» About this exercise
Exactly those lines that run from the one containing "where the american" through the last line of the entries below should be printed, and no others.

Saved data entries

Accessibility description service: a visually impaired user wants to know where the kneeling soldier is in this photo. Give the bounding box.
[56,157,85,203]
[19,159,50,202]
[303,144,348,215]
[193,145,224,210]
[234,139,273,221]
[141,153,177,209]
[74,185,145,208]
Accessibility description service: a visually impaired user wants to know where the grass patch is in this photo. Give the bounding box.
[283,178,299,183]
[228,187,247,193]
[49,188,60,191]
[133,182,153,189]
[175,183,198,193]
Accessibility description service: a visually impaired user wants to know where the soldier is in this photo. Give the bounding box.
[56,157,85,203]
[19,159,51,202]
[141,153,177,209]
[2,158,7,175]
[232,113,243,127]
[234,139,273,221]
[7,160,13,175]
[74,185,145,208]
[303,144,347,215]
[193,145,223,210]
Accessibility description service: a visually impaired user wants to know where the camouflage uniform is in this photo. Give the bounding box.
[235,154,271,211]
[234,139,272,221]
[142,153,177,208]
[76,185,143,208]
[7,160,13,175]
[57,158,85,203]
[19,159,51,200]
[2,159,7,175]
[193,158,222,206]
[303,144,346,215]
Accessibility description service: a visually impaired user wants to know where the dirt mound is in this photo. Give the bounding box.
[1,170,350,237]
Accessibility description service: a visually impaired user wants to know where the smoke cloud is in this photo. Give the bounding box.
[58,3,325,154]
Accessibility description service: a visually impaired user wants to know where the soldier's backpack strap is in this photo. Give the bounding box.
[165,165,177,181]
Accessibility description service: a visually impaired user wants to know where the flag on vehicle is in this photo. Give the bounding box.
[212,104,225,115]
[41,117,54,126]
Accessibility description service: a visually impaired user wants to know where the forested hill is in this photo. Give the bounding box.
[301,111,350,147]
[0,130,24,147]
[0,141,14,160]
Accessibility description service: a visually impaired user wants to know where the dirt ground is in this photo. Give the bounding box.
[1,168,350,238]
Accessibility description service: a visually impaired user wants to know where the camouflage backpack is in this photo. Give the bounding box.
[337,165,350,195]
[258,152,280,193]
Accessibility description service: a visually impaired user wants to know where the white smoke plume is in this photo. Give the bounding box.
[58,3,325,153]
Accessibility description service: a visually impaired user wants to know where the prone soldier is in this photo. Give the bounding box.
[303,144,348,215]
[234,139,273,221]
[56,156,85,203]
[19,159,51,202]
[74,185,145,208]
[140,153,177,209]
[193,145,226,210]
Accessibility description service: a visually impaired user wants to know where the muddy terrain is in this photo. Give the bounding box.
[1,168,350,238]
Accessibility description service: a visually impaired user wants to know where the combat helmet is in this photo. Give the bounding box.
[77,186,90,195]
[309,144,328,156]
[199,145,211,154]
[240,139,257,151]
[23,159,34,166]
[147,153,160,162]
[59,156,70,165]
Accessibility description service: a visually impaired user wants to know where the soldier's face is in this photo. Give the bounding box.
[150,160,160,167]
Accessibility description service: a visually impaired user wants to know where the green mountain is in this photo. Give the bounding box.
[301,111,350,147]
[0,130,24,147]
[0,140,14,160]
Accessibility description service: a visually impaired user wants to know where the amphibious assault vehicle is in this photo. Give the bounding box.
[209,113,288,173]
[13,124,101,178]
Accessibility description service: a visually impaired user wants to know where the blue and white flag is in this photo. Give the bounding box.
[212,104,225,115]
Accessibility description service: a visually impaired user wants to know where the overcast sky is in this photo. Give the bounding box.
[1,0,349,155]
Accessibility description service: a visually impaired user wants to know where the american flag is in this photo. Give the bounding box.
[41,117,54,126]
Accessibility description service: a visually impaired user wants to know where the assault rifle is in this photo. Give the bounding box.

» Answer area
Accessibility description service: a visually impaired user wants to know where the american flag is in this photo. Give the bounding box.
[41,117,54,126]
Accessibility description service: a visually impaired user wants to know where the assault rifle is in this photo. Give the bounding box.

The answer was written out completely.